Answer these from the post about shadow work:
(a) Which newspaper ran Craig Lambert's op-ed piece?
(b) Which four tasks of support staff does the post say were added to remaining employees' duties?
(c) What do doctors say patients complain of?

### SOURCE PASSAGE

►

Wednesday, November 2, 2011

A woman's shadow work is never done


Speaking of paid and unpaid work, the New York Times just ran a fascinating op-ed piece by Craig Lambert, deputy editor of Harvard Magazine, about “shadow work.” That’s a term Lambert says was coined 30 years ago by Australian philosopher Ivan Illich to describe all of the work people do that they don’t get paid for, such as housework, shopping, paying bills, etc.


Lambert argues that machines, instead of liberating us from repetitive and menial tasks, have actually increased the amount of shadow work we do. We pump our own gas, squeegee our own windows, bag our own groceries, plan and book our own travel arrangements. Chores that we now perform for ourselves, often with the help of technology, were once done by human beings who got paid for it. At our jobs, support staff  like secretaries and clerks have been reduced, their tasks—typing, copying, mailing, sorting email—added to remaining employees’ other responsibilities. “Even those in senior management perform these humdrum jobs,” Lambert writes.


Doctors say patients complain of fatigue, Lambert notes. “Much of this fatigue may result from the steady, surreptitious accumulation of shadow work in modern life,” he writes. “People are simply doing a huge number of tasks that were once done for them by others.”

◄

### RECORDED INFORMATION

►

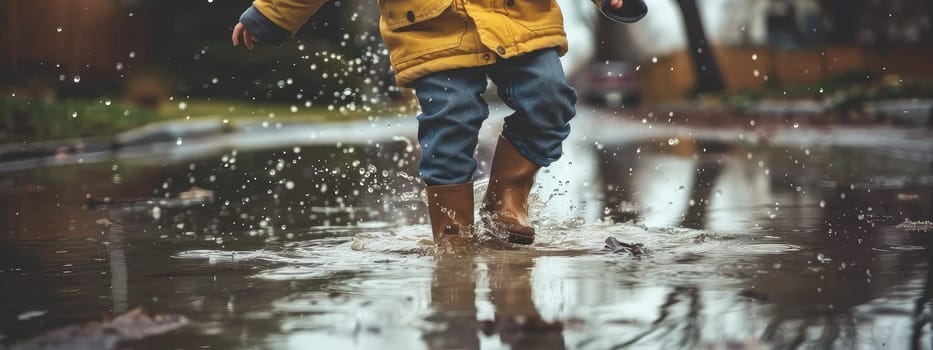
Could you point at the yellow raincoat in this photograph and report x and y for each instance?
(427, 36)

◄

### SOLVED EXERCISE
(a) The New York Times
(b) Typing, copying, mailing and sorting email
(c) Fatigue